_Tarea 1_: Enumera lo que, según el texto sobre los cerilleros, deben pagar para tener todos los papeles en regla.
_Tarea 2_: Copia, por favor, el pasaje del texto sobre los cerilleros que empieza con las palabras que contienen "Suspiran por un" y termina con "por su quiosco.".
------ Fragmento del texto ------
Luz de la calle
Los últimos cerilleros se asocian para reivindicar un quiosco como los de prensa
"Han pasado Azaña, Negrín, Franco, los socialistas y la democracia y seguimos en el mismo sitio", explica Antonia Romero, de 64 años, envuelta en su delantal azul, mientras atiende con su marido un puestecillo de chucherías, y tabaco y otro de castañas junto a la discoteca Xenon, en la plaza de Callao. Ella pertenece a la Asociación Madrileña de Cerilleros en la Vía Pública, creada a principios de este año para conseguir dignificar las condiciones de trabajo de un colectivo formado por unos 200 vendedores legales de tabaco en la calle, de los cuales una treintena, de varias nacionalidades, se han apuntado a la asociación. "Hemos sujetado las murallas de Madrid, pero seguimos trabajando en la calle", añade esta madre de tres hijos que lleva 40 años en esa esquina "y desde 1980, con todos los papeles en regla". La asociación calcula que pagan medio millón al año para tener todos los papeles: licencia municipal para vender frutos secos y golosinas, licencia de Tabacalera para vender tabaco con recargo, Impuesto de Actividades Económicas y la Seguridad Social, como autónomos.En la puerta de otro punto mítico de la Gran Vía, la discoteca Pasapoga, tiene Manola López su cajoncito de madera, su sillita y la bolsa renegrida por la contaminación en la que guarda toda su documentación. Es su lugar de trabajo desde que tenía 14 años "y voy a hacer 70, sólo que antes estaba de pie con una cajita en la mano y la lotería". Y allí sigue, sentada con la radio encendida, frente a un quiosco de periódicos que lleva menos años que ella (50) "y yo sigo aquí, en la acera".
Suspiran por un quiosco fijo que les permita vender protegidos de las inclemencias del tiempo que, más de una vez, se ha llevado volando el género. "En verano hace tanto calor que no se acercan ni las palomas", dice Antonia que no sólo está expuesta a la lluvia, el frío o el calor. "Para unas poquitas personas que nos tratan muy bien hay muchas que nos tratan muy mal". Manola, la de Pasapoga, hasta sueña por las noches con una estructura fija como la que tienen los floristas de la calle. Todos están dispuestos a pagar por su quiosco.
La otra bestia negra de esta profesión es la venta ilegal de tabaco que ha reducido, según datos de su asociación, sus ventas en un 40% como mínimo. "No vendemos nada", dice Manola, pero "cómo vamos a vender a 300 pesetas una cajetilla si a 20 metros lo pueden comprar del ilegal por 200".
La mayoría de ellos pertenece a sagas de vendedores de la calle. Como el presidente de la asociación, Jesús Monjas. Su madre, la séptima señora de la derecha entre las que venden sentadas lotería delante de Doña Manolita en la Puerta del Sol, le animó a ser cerillero tras perder su empleo en 1980 de verificador mecánico en una empresa de automoción. Él trabaja en la calle de Orense, y, por tanto, su horario, como el del secretario de la asociación, Pablo Martínez, situado también en la zona de Azca, se adapta más al de los oficinistas. Pablo, que lleva nueve años de cerillero, explica que consiguió uno de los últimos permisos que concedió el Ayuntamiento. Entre todos intentan que se modifique la ordenanza que regula la venta en la vía pública que dice que sus puestos tienen que ser desmontables. Si, se consigue cambiar esto, a lo mejor disminuyen las enfermedades de los huesos que sufren muchos de ellos.
------ Datos sin procesar ------
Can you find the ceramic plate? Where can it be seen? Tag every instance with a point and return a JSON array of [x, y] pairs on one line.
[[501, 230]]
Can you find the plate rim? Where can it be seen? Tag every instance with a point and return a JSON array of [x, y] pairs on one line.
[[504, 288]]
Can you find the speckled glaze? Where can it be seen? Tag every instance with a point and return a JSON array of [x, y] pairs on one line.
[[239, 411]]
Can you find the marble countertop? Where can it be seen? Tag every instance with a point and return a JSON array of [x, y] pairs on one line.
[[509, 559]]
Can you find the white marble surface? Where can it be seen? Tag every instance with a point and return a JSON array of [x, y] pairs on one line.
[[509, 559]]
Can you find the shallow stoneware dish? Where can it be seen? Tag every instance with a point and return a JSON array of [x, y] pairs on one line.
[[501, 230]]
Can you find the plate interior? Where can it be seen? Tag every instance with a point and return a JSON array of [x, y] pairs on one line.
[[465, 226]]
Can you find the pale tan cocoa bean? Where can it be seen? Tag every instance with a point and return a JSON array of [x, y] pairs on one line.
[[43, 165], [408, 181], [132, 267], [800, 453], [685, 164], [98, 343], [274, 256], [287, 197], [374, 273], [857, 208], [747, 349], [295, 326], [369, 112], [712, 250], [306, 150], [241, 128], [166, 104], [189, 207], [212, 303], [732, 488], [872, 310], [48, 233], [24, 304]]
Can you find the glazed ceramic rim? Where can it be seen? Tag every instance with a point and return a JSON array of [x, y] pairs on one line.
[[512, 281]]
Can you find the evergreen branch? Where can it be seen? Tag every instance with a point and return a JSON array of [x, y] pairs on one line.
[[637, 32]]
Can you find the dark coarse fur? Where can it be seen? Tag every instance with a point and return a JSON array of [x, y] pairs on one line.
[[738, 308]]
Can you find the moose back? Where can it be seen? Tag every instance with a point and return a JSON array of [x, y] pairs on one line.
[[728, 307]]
------
_Respuesta esperada 1_:
- Licencia municipal para vender frutos secos y golosinas
- Licencia de Tabacalera para vender tabaco con recargo
- Impuesto de Actividades Económicas
- Seguridad Social, como autónomos

_Respuesta esperada 2_:
Suspiran por un quiosco fijo que les permita vender protegidos de las inclemencias del tiempo que, más de una vez, se ha llevado volando el género. "En verano hace tanto calor que no se acercan ni las palomas", dice Antonia que no sólo está expuesta a la lluvia, el frío o el calor. "Para unas poquitas personas que nos tratan muy bien hay muchas que nos tratan muy mal". Manola, la de Pasapoga, hasta sueña por las noches con una estructura fija como la que tienen los floristas de la calle. Todos están dispuestos a pagar por su quiosco.